Copy the data below, substituting "count the loops enclosing a point" for every occurrence of "count the rings around a point" and changing nothing else.

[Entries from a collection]

..........

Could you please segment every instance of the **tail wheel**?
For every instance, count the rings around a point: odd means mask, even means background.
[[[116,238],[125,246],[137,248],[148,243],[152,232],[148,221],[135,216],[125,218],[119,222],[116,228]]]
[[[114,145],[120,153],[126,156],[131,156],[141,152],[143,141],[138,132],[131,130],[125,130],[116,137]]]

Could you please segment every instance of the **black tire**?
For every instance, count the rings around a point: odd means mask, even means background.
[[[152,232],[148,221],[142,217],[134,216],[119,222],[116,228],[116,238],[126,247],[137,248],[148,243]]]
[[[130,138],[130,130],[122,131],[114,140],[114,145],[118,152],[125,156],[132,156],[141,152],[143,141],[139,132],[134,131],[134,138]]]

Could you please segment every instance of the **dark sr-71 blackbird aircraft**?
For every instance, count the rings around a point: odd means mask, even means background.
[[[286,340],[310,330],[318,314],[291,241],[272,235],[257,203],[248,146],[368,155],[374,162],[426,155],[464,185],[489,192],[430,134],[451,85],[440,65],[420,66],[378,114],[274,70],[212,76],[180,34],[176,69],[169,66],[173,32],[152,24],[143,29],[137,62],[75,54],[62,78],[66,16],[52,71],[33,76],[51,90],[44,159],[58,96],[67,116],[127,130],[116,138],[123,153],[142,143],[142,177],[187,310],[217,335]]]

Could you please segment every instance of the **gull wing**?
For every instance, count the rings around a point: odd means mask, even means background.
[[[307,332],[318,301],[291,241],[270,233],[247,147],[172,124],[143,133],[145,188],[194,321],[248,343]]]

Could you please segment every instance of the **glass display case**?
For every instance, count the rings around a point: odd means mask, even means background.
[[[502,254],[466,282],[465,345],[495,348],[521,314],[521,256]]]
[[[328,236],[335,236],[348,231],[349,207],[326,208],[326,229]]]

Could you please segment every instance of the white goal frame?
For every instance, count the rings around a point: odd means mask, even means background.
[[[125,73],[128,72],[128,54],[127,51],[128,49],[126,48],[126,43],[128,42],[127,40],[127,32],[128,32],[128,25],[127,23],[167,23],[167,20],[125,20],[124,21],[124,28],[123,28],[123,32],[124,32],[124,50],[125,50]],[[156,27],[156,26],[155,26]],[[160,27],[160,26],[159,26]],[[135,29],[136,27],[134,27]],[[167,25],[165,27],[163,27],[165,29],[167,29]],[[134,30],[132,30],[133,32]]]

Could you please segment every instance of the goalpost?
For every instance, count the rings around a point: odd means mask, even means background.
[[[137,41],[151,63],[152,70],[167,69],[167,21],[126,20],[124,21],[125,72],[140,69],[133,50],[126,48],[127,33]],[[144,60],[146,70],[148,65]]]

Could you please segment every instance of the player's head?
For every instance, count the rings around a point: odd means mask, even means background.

..........

#### FULL RESPONSE
Could you please segment every instance of the **tail wheel**?
For every instance, count the loops enclosing a point: odd means mask, even means background.
[[[116,238],[125,246],[137,248],[148,243],[152,232],[148,221],[135,216],[125,218],[119,222],[116,228]]]
[[[114,145],[120,153],[126,156],[131,156],[141,152],[143,141],[138,132],[131,130],[125,130],[116,137]]]

Could you please segment every instance of the **black tire**?
For every instance, count the loops enclosing a point: odd means mask, even means background.
[[[152,232],[148,221],[142,217],[134,216],[119,222],[116,228],[116,238],[126,247],[137,248],[148,243]]]
[[[130,138],[130,130],[122,131],[114,140],[114,145],[118,152],[125,156],[132,156],[141,152],[143,141],[139,132],[134,131],[134,138]]]

Could you please segment every instance of the **dark sr-71 blackbird aircraft**?
For every instance, count the loops enclosing a point: odd means mask, even means background.
[[[286,340],[310,330],[318,314],[291,241],[272,235],[257,203],[248,146],[368,155],[374,162],[426,155],[464,185],[489,192],[430,134],[451,85],[440,65],[420,66],[378,114],[274,70],[212,76],[180,34],[176,69],[169,66],[173,32],[152,24],[143,29],[137,62],[75,54],[62,78],[66,16],[52,71],[33,76],[51,90],[44,159],[58,96],[67,116],[127,130],[116,138],[123,153],[142,143],[142,177],[187,310],[217,335]]]

Could you please segment every instance of the **gull wing**?
For every instance, count the loops enclosing a point: odd means mask, even means background.
[[[307,332],[318,301],[291,241],[270,233],[247,147],[172,124],[143,133],[145,188],[194,321],[248,343]]]

Could you please segment every instance of the **glass display case**?
For every instance, count the loops enclosing a point: odd means mask, even means background.
[[[502,254],[466,282],[465,345],[495,348],[521,314],[521,256]]]
[[[328,236],[335,236],[348,231],[349,207],[326,208],[326,229]]]

Could you please segment every instance of the white goal frame?
For every instance, count the loops enclosing a point: odd means mask, even means background.
[[[125,73],[128,72],[128,54],[127,51],[128,49],[126,48],[126,43],[128,42],[127,40],[127,32],[128,32],[128,25],[127,23],[167,23],[167,20],[125,20],[124,21],[124,28],[123,28],[123,32],[124,32],[124,50],[125,50]],[[156,27],[156,26],[155,26]],[[160,27],[160,26],[159,26]],[[135,29],[136,27],[134,27]],[[167,25],[165,27],[163,27],[165,29],[167,29]],[[134,30],[132,30],[133,32]]]

Could you please segment every instance of the goalpost?
For every instance, count the loops enclosing a point: odd means mask, even means background.
[[[137,41],[151,63],[152,70],[167,69],[167,21],[126,20],[124,21],[125,72],[140,69],[133,50],[126,48],[127,33]],[[144,60],[146,70],[148,65]]]

Could you please segment every instance of the player's head?
For every instance, count the loops enclosing a point: odd means mask, even means background.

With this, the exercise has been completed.